⟨
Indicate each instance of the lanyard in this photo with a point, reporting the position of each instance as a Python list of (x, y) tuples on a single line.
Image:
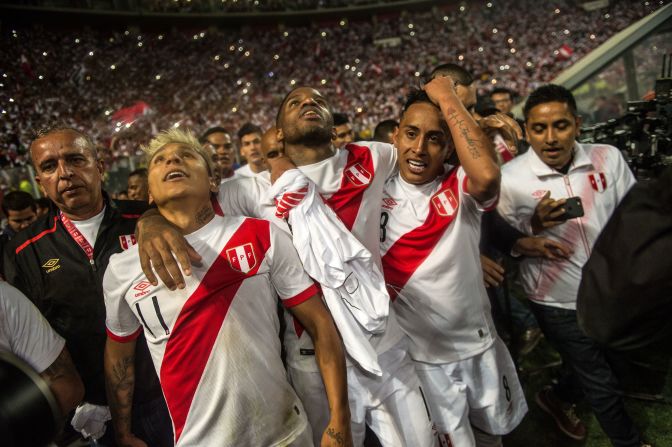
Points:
[(78, 237)]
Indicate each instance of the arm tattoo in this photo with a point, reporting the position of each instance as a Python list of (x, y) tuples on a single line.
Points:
[(204, 215), (336, 436), (473, 144), (61, 368), (120, 386)]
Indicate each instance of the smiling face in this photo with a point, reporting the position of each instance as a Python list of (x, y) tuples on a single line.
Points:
[(305, 118), (68, 173), (552, 129), (177, 171), (421, 141)]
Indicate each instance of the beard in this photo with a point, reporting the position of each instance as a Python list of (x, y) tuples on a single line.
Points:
[(312, 136)]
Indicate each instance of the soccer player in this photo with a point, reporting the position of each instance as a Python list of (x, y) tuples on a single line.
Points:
[(214, 343), (430, 234), (351, 180)]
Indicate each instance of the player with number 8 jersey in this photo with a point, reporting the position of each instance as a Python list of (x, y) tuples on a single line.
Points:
[(215, 342), (430, 234)]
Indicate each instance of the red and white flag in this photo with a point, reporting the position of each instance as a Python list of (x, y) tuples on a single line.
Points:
[(358, 175), (127, 241), (565, 52), (598, 181), (445, 203), (242, 258)]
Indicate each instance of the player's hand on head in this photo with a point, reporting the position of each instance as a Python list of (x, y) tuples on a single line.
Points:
[(163, 250), (493, 272), (506, 126), (547, 213), (337, 435)]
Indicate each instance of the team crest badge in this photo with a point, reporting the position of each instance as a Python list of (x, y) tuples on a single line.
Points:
[(357, 175), (445, 203), (242, 258), (598, 181), (127, 241)]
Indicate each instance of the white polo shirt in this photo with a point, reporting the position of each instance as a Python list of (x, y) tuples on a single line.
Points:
[(600, 176)]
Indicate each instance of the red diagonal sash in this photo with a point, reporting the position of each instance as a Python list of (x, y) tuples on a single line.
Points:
[(346, 201), (196, 328), (77, 236), (405, 256)]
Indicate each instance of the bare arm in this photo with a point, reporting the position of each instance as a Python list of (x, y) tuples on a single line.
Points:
[(314, 316), (64, 382), (473, 146), (163, 249), (120, 384)]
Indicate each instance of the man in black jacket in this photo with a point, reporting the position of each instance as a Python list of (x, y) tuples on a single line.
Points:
[(59, 264)]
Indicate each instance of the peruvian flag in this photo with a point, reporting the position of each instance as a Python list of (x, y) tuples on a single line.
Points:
[(358, 175), (598, 181), (565, 52), (129, 114), (445, 203), (127, 241), (242, 258)]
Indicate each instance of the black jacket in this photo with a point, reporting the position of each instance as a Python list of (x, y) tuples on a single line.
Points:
[(47, 265)]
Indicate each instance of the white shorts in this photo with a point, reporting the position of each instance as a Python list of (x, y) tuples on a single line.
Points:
[(391, 405), (482, 391)]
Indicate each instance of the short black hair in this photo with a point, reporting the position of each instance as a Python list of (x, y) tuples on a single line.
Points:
[(140, 172), (384, 128), (18, 201), (340, 119), (414, 96), (249, 128), (207, 133), (550, 93), (459, 74)]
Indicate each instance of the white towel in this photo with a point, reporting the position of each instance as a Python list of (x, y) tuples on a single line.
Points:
[(352, 284)]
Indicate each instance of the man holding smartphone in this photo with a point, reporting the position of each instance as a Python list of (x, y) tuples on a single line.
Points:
[(567, 191)]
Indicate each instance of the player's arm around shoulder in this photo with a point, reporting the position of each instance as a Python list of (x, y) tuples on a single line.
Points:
[(302, 298)]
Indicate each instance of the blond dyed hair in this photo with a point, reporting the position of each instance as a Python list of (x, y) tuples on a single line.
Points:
[(181, 137)]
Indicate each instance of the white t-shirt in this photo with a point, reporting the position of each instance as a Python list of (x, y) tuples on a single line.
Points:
[(215, 343), (25, 332), (351, 182), (89, 227), (600, 176), (430, 238)]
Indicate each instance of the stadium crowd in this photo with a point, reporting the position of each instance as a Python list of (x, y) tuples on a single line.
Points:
[(162, 313), (205, 77)]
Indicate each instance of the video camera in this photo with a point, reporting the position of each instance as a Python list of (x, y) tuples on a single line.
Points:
[(644, 133)]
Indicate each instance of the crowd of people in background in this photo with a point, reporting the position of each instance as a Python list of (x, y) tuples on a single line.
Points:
[(202, 77)]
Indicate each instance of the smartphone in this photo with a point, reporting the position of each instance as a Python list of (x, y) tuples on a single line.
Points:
[(573, 208)]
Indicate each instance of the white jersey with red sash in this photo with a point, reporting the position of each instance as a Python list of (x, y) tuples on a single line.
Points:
[(215, 343), (430, 246), (351, 182)]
⟩
-- Opdracht --
Zet alle regels hierboven om in een Markdown-tabel met de kolommen "Nr" voor het volgnummer en "Inhoud" voor de regel zelf. Sla lege regels over en laat de afbeeldingen weg.

-- Uitwerking --
| Nr | Inhoud |
|---|---|
| 1 | Indicate each instance of the lanyard in this photo with a point, reporting the position of each instance as a Python list of (x, y) tuples on a single line. |
| 2 | Image: |
| 3 | Points: |
| 4 | [(78, 237)] |
| 5 | Indicate each instance of the arm tattoo in this photo with a point, reporting the position of each instance as a Python list of (x, y) tuples on a single line. |
| 6 | Points: |
| 7 | [(204, 215), (336, 436), (473, 144), (61, 368), (120, 386)] |
| 8 | Indicate each instance of the smiling face in this photo with a point, reporting the position of each instance as a Python list of (x, y) tuples on a single line. |
| 9 | Points: |
| 10 | [(305, 118), (68, 173), (552, 129), (177, 171), (421, 141)] |
| 11 | Indicate each instance of the beard in this photo with a point, reporting the position of each instance as a Python list of (x, y) tuples on a single line. |
| 12 | Points: |
| 13 | [(312, 136)] |
| 14 | Indicate each instance of the soccer player in this photo with a point, reporting the position of each instance as a Python list of (x, y) tuples on a single line. |
| 15 | Points: |
| 16 | [(214, 343), (430, 234), (351, 180)] |
| 17 | Indicate each instance of the player with number 8 jersey in this photo with a point, reporting the position of each instance as a Python list of (x, y) tuples on a single line. |
| 18 | Points: |
| 19 | [(215, 342), (430, 234)] |
| 20 | Indicate each instance of the red and white flag in this photo with a point, reporting the position of each instance as a Python list of (x, y) tuples on a single line. |
| 21 | Points: |
| 22 | [(358, 175), (127, 241), (565, 52), (598, 181), (445, 203), (242, 258)] |
| 23 | Indicate each instance of the player's hand on head in this photo with a point, reporting the position of each instance as a Python list of (x, y) tuples on a single line. |
| 24 | Points: |
| 25 | [(163, 250), (493, 272), (506, 126), (547, 213), (337, 435)] |
| 26 | Indicate each instance of the team crest badge in this photo with a point, reporting the position of each instance as a Python list of (x, y) tuples on a single line. |
| 27 | Points: |
| 28 | [(357, 175), (445, 203), (242, 258), (598, 181), (127, 241)] |
| 29 | Indicate each instance of the white polo shirt in this photo with a point, reporting the position of each instance as a Python list of (x, y) tuples on a single line. |
| 30 | Points: |
| 31 | [(600, 176)] |
| 32 | Indicate each instance of the red diagonal sash in this photo with a point, reporting the position of each instance as a Python list of (x, y) tuples on a single line. |
| 33 | Points: |
| 34 | [(346, 201), (196, 328), (77, 236), (405, 256)] |
| 35 | Indicate each instance of the bare arm in this photo with a point, reporting the position of each instance as a Python list of (x, y) tuples on a single line. |
| 36 | Points: |
| 37 | [(314, 316), (64, 382), (473, 146), (163, 249), (120, 384)] |
| 38 | Indicate each instance of the man in black jacket in this photo with a point, reporting the position of each instance as a Python list of (x, y) tuples on a single line. |
| 39 | Points: |
| 40 | [(59, 264)] |
| 41 | Indicate each instance of the peruvian flag in this photo with a point, reporting the position of each instance as a Python list of (x, y) tuples on a single line. |
| 42 | Points: |
| 43 | [(358, 175), (598, 181), (565, 52), (129, 114), (445, 203), (127, 241), (242, 258)] |
| 44 | Indicate each instance of the black jacket in this photo with a point, reporting the position of each instance as a Python list of (x, y) tuples on a single line. |
| 45 | Points: |
| 46 | [(47, 265)] |
| 47 | Indicate each instance of the white shorts in this photo with a point, reporting the position of each instance as a Python list of (x, y) tuples on a single line. |
| 48 | Points: |
| 49 | [(391, 405), (482, 391)] |
| 50 | Indicate each instance of the short black hair in this photo with a point, reporting the position of each instance as a Python list of (x, y) tuples on a single line. |
| 51 | Points: |
| 52 | [(140, 172), (384, 128), (18, 201), (340, 119), (414, 96), (249, 128), (207, 133), (550, 93), (459, 74)] |
| 53 | Indicate each instance of the white towel in this photo with a point, reporting the position of each instance as a Python list of (x, y) tuples on a single line. |
| 54 | Points: |
| 55 | [(352, 284)] |
| 56 | Indicate each instance of the man holding smartphone in this photo with a point, reporting the position of each instance as a Python list of (x, y) tuples on a single line. |
| 57 | Points: |
| 58 | [(567, 191)] |
| 59 | Indicate each instance of the player's arm around shoulder in this photo with a point, reporting the position of each instance as a Python list of (x, y) tuples on a single line. |
| 60 | Points: |
| 61 | [(302, 298)] |
| 62 | Indicate each instance of the blond dyed hair in this photo with a point, reporting the position of each instance as a Python list of (x, y) tuples on a single line. |
| 63 | Points: |
| 64 | [(181, 137)] |
| 65 | Indicate each instance of the white t-shirt in this photo with a point, reporting the position of each instance as a Python list of (x, y) tuples on a single line. |
| 66 | Points: |
| 67 | [(215, 343), (25, 332), (351, 182), (89, 227), (600, 176), (430, 238)] |
| 68 | Indicate each instance of the stadium crowd in this photo with a point, reporting the position of each instance as a Python list of (x, y) tuples on a single line. |
| 69 | Points: |
| 70 | [(162, 313), (205, 77)] |
| 71 | Indicate each instance of the video camera in this photo with a point, reporting the position of each instance as a Python list of (x, y) tuples on a single line. |
| 72 | Points: |
| 73 | [(644, 133)] |
| 74 | Indicate each instance of the crowd of people in background in this photo with a point, reporting the position of each instance as a Python list of (x, y) tuples on a single line. |
| 75 | Points: |
| 76 | [(202, 77)] |
| 77 | Indicate each instance of the smartphone in this photo with a point, reporting the position of each instance as a Python list of (x, y) tuples on a single line. |
| 78 | Points: |
| 79 | [(573, 208)] |
| 80 | Indicate each instance of the white jersey with red sash in this photo with a point, reporting the position of each instance as a Python list of (x, y) tuples on a single line. |
| 81 | Points: |
| 82 | [(215, 343), (430, 246), (351, 182)] |